> What to produce
Repeat exactly, and only, the lines from the one holding "For the evaluation set, spot each instance of the shrub" through the last line of the records below.

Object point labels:
[Begin]

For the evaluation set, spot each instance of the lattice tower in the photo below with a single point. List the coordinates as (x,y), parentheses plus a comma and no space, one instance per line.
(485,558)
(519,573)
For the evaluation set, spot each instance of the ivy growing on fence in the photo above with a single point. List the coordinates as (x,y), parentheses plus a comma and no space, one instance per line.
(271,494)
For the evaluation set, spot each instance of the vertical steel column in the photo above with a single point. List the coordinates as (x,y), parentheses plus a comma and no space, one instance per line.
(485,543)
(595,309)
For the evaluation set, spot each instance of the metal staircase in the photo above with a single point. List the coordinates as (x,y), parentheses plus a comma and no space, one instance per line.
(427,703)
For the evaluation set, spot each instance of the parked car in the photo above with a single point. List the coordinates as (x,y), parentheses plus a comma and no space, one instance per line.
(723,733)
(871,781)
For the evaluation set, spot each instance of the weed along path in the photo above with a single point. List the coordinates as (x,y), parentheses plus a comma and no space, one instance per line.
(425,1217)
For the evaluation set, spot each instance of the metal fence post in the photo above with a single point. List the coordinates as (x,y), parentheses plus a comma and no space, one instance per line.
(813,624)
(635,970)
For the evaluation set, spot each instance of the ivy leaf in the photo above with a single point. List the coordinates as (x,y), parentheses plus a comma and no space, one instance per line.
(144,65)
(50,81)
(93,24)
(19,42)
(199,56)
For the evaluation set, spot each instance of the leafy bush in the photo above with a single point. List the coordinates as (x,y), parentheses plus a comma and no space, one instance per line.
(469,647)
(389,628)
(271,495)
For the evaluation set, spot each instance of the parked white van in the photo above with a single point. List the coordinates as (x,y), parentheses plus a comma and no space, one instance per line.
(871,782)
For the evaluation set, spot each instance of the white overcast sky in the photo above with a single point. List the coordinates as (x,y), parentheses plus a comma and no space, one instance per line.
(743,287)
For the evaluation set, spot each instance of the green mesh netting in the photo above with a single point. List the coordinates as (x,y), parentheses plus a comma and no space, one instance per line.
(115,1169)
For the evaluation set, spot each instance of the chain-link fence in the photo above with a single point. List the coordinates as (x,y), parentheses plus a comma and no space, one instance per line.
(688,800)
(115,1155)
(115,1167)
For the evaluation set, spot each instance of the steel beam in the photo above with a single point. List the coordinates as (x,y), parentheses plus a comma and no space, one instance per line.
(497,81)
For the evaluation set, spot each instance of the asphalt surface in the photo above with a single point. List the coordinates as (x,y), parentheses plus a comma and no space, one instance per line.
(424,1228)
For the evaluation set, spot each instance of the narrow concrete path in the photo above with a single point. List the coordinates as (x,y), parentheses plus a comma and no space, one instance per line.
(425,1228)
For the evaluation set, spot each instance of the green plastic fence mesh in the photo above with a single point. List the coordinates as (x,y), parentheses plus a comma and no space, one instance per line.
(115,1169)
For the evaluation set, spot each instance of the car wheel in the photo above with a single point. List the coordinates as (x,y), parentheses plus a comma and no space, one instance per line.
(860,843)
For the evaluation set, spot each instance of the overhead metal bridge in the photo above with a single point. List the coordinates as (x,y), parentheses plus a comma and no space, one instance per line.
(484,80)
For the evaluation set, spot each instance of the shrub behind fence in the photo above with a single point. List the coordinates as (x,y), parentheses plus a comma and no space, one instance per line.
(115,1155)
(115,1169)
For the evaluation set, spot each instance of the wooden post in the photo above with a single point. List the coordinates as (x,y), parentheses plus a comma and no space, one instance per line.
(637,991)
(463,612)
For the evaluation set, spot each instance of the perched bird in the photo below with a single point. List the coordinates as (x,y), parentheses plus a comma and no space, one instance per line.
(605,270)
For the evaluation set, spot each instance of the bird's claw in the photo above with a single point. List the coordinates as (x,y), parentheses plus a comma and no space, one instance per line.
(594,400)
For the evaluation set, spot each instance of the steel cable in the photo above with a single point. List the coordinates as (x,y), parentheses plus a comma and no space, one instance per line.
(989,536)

[End]

> Exercise result
For the evaluation set, spot each instance of the shrub behind fence in the photo above with a single point. List the coordinates as (x,y), parentheses plus a comma and no space, one instance per line.
(115,1155)
(115,1169)
For the evaluation set, spot each instance of the wooden post in the photo above with a single point. List the coordinates as (x,y), parentheses plus a comma and no space, one instance per line.
(637,991)
(463,612)
For the evaluation set, spot each instance of the perched bird in the photo below with a single point. List the coordinates as (x,y), parentheses plus a comma and no space, one instance per line.
(605,270)
For the evaluation set, spot each instance of the bird's claw in the photo above with a single point. List the coordinates as (x,y), parentheses plus a comma and no space, one instance per line.
(594,400)
For the evaluation set, spot each instance of the steel cable in the photo above with a single point. List the coordinates as (x,y), parentheses plus a comma and no space, one instance per line.
(989,536)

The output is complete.